*WHAT IS BEING ASKED*. In the entries below, find the line with "Note: identify the bare foot" and the line with "Note: identify the checkered". Reproduce those two lines and every line between them exactly, and nothing more.

Saved data entries
* * * * * * * * *

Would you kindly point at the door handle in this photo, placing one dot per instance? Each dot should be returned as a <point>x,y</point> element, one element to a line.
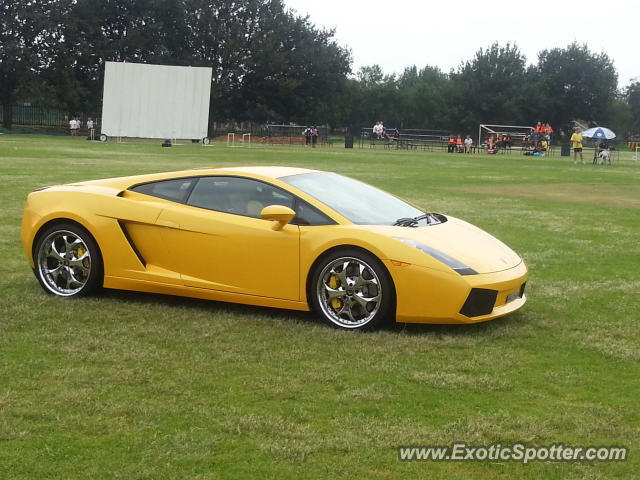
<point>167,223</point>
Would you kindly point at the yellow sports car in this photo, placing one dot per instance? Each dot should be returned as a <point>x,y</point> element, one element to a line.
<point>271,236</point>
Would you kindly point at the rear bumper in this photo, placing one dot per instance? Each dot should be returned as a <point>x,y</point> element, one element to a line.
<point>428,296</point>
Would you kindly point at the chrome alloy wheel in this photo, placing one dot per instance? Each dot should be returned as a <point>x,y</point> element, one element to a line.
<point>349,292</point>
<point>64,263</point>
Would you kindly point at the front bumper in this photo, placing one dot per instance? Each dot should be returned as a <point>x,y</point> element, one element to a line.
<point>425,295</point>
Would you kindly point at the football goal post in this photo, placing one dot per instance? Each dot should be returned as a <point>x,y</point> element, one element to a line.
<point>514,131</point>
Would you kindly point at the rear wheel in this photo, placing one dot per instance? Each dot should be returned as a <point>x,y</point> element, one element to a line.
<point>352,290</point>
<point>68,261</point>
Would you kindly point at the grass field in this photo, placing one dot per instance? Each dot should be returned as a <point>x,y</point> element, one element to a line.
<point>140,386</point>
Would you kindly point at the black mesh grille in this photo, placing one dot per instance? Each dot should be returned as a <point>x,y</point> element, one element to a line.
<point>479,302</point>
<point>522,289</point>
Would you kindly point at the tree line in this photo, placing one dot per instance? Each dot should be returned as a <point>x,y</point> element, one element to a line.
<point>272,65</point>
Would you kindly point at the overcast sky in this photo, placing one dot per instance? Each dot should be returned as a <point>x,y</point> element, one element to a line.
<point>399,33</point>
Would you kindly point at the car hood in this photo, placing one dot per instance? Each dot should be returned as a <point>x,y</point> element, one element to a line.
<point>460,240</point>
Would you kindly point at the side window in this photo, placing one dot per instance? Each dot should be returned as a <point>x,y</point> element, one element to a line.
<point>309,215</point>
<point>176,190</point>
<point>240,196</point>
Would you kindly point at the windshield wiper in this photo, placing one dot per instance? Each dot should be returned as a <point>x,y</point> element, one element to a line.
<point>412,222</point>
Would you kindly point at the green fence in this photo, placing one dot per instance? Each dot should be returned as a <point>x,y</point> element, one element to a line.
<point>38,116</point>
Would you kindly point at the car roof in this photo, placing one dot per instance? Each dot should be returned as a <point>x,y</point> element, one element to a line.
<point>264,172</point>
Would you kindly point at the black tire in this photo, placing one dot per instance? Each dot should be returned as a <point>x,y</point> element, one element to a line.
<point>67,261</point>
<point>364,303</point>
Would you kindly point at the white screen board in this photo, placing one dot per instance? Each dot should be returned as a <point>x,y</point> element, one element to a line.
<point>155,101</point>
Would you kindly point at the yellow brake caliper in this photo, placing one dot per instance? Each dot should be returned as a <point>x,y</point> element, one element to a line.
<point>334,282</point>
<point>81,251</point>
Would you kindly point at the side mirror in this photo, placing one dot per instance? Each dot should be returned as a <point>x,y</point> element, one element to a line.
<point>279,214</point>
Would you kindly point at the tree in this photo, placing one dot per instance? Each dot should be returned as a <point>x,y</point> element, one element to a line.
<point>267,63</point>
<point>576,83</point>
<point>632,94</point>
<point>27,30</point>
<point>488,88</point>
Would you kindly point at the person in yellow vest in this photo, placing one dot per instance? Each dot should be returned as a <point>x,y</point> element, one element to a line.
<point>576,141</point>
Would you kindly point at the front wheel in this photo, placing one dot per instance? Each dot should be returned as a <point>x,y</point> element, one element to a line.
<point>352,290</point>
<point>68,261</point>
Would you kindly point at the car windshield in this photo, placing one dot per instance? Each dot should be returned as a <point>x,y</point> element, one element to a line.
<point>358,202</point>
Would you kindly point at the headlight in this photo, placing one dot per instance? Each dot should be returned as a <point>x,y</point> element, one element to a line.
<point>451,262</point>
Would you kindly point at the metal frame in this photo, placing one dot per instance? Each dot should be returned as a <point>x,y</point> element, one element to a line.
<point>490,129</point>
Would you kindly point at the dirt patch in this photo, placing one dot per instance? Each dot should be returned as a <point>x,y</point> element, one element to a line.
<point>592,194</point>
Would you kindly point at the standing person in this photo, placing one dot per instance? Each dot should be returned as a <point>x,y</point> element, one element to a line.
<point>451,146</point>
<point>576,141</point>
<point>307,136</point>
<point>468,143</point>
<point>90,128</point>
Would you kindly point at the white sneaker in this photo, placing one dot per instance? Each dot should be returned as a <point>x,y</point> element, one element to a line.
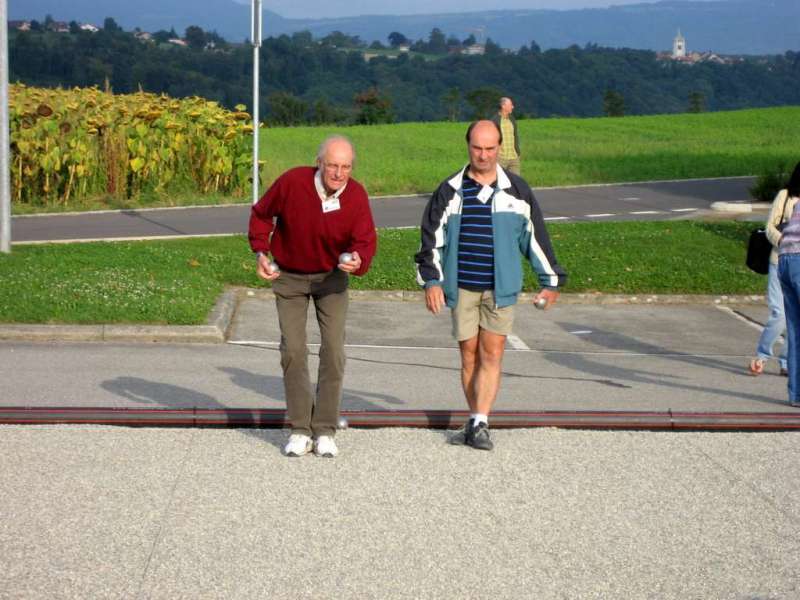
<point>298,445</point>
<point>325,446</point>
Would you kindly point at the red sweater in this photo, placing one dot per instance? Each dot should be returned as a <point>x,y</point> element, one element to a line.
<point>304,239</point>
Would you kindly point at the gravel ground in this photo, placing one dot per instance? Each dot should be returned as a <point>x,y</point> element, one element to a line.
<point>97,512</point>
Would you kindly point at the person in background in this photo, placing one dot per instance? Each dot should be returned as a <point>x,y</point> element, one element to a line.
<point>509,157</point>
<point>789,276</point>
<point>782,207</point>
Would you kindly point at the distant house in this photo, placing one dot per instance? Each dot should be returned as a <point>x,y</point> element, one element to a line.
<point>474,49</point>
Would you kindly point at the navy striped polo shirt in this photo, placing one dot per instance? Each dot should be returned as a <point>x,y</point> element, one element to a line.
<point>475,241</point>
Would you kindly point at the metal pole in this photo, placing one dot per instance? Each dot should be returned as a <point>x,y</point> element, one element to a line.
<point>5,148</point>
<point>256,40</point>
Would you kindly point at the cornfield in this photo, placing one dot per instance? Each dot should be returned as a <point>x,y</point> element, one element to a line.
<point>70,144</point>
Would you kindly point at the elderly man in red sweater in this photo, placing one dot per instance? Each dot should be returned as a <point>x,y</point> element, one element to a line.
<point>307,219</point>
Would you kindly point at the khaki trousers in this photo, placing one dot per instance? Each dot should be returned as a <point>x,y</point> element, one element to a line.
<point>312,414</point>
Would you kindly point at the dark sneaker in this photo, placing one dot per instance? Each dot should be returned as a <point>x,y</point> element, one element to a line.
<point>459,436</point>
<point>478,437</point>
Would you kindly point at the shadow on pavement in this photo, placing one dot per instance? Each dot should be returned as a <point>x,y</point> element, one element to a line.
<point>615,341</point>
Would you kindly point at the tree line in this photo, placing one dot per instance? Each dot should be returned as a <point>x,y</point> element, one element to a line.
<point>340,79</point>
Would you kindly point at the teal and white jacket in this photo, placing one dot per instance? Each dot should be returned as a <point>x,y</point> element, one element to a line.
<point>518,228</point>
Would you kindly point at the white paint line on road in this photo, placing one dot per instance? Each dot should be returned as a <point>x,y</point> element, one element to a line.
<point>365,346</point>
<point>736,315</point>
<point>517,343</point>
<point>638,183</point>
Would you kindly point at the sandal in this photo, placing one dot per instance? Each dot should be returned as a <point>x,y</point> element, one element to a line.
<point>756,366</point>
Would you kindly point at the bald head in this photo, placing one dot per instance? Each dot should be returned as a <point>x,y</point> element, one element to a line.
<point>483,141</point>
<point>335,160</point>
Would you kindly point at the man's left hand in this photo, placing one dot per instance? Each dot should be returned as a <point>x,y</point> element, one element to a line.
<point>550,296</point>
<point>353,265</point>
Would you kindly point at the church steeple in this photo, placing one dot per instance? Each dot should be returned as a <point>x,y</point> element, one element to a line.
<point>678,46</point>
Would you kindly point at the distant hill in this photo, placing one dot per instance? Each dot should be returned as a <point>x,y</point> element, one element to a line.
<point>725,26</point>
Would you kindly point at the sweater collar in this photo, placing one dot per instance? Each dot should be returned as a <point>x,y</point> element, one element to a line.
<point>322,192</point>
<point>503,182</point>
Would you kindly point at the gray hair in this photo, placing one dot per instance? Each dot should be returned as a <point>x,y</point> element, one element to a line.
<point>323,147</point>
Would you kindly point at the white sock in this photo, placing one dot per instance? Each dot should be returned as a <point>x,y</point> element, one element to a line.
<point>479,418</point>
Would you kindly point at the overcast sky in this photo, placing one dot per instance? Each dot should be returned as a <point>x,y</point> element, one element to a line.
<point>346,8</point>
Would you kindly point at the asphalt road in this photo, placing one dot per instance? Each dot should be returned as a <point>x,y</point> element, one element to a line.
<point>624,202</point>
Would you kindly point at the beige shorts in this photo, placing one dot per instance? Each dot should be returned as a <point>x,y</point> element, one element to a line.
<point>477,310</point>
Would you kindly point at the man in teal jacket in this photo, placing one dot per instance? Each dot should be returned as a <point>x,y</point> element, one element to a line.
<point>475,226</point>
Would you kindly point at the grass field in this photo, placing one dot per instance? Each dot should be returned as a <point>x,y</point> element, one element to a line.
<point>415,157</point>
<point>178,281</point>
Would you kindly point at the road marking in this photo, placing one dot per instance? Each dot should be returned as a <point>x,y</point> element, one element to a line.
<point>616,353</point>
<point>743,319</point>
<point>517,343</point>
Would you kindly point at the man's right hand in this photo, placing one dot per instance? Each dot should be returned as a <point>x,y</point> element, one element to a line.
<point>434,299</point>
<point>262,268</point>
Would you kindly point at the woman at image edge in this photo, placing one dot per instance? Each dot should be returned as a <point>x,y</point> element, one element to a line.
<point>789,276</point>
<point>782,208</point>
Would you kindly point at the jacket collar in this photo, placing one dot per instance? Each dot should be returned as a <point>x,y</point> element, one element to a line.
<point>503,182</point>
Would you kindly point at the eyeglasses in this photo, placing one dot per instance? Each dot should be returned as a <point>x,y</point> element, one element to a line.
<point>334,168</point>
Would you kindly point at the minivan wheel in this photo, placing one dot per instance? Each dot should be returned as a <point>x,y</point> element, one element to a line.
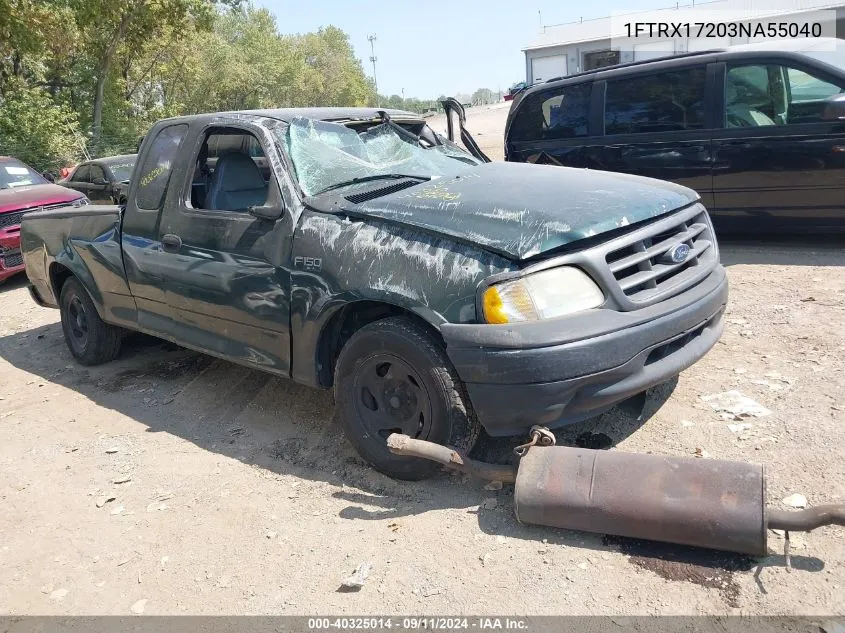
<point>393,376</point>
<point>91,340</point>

* * * * * * * * *

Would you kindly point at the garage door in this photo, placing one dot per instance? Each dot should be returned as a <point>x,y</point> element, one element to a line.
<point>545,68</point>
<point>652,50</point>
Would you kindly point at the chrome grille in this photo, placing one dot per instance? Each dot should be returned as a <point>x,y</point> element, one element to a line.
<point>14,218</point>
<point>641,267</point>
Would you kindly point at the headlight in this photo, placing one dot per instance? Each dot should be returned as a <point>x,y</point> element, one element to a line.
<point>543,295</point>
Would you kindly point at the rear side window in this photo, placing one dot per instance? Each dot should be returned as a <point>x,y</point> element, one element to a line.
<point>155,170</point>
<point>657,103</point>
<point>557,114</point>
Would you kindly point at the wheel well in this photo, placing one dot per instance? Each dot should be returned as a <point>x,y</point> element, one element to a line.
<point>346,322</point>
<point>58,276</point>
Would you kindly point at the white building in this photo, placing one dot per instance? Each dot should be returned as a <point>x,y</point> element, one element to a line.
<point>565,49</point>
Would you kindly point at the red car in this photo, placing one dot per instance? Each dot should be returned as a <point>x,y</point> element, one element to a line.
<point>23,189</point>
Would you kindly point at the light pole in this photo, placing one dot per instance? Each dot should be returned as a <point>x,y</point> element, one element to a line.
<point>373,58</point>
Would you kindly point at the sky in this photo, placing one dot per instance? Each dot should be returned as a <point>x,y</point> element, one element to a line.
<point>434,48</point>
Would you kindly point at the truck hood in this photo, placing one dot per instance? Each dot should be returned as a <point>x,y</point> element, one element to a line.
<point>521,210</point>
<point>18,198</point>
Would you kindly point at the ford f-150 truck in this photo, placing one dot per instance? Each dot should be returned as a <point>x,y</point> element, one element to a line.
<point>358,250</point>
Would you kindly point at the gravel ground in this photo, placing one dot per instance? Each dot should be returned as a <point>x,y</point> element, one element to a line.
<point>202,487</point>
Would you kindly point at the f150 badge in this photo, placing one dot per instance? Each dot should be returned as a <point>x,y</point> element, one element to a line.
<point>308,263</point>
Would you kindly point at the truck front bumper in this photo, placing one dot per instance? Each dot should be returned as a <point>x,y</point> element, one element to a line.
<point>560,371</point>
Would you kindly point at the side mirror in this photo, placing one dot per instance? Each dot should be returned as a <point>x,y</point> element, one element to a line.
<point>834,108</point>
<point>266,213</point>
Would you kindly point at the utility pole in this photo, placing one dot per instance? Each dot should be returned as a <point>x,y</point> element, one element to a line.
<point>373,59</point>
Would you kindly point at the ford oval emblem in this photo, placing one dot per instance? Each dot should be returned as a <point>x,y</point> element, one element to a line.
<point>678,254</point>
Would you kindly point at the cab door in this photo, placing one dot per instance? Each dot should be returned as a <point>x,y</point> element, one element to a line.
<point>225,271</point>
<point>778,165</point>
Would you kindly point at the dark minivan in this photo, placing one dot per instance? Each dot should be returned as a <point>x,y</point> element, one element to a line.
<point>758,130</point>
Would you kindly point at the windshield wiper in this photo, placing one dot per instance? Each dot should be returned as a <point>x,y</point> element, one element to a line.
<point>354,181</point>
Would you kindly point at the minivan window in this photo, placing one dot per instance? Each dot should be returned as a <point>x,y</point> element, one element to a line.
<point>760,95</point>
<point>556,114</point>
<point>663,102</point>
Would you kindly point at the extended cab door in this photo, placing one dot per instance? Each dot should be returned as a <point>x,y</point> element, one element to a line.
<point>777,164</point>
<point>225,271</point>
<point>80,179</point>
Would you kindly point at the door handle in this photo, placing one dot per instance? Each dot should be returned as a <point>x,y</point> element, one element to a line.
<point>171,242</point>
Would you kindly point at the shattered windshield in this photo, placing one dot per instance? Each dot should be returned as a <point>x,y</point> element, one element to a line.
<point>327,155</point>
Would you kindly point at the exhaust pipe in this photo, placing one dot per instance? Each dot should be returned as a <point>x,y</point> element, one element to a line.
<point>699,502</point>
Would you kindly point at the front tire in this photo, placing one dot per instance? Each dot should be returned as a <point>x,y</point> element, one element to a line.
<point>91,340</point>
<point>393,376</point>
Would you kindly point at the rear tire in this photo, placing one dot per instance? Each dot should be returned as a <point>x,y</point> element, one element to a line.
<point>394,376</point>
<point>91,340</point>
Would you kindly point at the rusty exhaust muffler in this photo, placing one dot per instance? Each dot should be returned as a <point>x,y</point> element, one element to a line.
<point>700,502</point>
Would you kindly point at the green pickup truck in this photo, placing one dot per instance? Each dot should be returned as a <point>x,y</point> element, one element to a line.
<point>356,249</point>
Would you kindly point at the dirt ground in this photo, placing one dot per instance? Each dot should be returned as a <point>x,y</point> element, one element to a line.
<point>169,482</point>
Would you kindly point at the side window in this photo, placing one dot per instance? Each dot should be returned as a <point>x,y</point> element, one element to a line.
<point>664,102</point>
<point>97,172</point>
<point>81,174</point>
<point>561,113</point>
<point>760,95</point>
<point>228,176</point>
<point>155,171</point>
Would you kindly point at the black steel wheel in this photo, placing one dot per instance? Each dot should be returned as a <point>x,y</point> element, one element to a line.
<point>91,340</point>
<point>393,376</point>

* * * * * * * * *

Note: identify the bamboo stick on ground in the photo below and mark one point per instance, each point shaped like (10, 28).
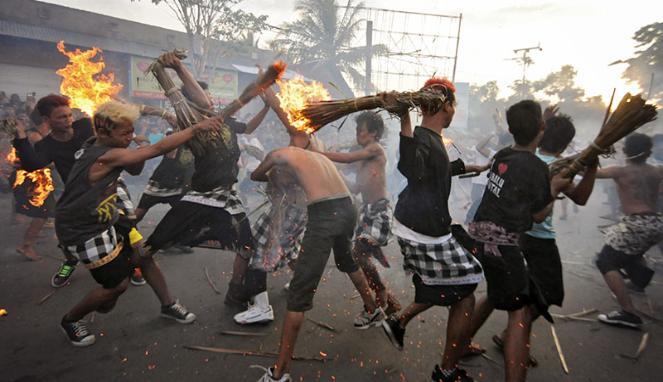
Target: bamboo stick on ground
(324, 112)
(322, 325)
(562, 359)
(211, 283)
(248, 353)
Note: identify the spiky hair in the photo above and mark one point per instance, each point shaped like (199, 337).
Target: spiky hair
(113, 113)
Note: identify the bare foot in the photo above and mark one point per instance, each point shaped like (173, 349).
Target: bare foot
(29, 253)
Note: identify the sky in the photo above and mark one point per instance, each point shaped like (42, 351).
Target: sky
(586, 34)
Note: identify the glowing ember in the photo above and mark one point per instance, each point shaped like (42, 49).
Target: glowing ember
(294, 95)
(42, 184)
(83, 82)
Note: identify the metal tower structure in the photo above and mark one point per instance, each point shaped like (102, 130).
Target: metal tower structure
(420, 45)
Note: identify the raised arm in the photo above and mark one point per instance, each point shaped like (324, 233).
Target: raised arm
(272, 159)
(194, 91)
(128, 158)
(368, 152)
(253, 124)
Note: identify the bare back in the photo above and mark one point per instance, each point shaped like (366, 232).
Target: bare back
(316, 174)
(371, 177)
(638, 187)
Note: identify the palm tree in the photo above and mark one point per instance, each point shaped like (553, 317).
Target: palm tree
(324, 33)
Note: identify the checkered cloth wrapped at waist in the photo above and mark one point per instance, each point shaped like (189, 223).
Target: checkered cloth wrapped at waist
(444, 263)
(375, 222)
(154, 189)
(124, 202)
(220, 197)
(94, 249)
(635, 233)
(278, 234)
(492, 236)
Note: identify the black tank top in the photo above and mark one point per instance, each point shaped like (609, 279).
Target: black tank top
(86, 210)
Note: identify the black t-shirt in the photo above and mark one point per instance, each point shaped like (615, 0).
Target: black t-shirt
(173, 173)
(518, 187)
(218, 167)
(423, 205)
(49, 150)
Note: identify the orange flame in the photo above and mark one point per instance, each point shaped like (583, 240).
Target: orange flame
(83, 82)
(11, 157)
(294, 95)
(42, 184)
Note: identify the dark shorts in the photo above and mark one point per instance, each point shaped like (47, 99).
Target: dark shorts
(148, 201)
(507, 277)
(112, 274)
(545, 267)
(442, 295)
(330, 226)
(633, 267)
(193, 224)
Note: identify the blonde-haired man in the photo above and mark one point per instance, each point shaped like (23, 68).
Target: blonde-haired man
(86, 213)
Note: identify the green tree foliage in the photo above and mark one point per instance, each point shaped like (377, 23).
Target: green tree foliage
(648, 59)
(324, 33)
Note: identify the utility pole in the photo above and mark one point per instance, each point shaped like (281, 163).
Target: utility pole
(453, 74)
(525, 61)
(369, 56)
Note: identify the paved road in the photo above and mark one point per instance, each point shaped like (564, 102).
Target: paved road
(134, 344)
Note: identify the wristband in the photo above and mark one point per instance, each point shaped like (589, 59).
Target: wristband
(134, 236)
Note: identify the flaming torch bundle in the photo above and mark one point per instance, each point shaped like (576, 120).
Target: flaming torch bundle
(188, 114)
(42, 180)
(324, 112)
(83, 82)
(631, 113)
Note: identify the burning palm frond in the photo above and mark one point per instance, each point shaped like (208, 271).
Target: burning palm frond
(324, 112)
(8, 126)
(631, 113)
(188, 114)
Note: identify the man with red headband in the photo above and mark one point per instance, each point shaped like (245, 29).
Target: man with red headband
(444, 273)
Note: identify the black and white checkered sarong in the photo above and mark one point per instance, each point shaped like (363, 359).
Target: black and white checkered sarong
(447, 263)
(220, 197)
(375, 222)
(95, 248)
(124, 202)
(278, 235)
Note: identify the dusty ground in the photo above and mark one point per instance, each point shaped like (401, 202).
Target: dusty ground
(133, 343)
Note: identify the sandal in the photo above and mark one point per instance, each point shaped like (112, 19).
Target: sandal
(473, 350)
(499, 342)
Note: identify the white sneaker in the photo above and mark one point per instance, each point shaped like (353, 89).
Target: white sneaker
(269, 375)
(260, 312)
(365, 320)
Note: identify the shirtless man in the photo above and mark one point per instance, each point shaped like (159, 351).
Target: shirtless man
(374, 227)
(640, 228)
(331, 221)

* * * * * * * * *

*SOLUTION TO THE PROBLEM*.
Note: identify the bare foot in the photo above and mark one point per instance, each point shaped like (173, 349).
Target: bare foot
(29, 253)
Note: identify the sky in the photo above and mark one point per instance, each point shaped like (42, 351).
Target: sky
(586, 34)
Note: identify the glowing ember in the photo above and mark one point per instance, each point shaped like (42, 49).
Target: glowing ember
(294, 95)
(42, 184)
(83, 82)
Note: identify the metal tower structure in the photo above and mark one point per instance, each point shaped like (102, 130).
Target: metal tower structure
(420, 45)
Note: identify the raised arm in the photo above and mark one point per instance, each point shaped like (324, 233).
Target: raised arm
(272, 159)
(194, 91)
(128, 158)
(368, 152)
(253, 124)
Note: identify the bare back in the photo above and mark one point per instance, each point shaped like (366, 232).
Target: bare back
(316, 174)
(371, 177)
(638, 187)
Note: identify the palm tree in the photo above and mark one point per instance, each point shaped like (553, 317).
Target: palm tree
(324, 33)
Note: identify the checkered cloth wrapped at waist in the photo above and mark one point per instance, each point shaped like (189, 223).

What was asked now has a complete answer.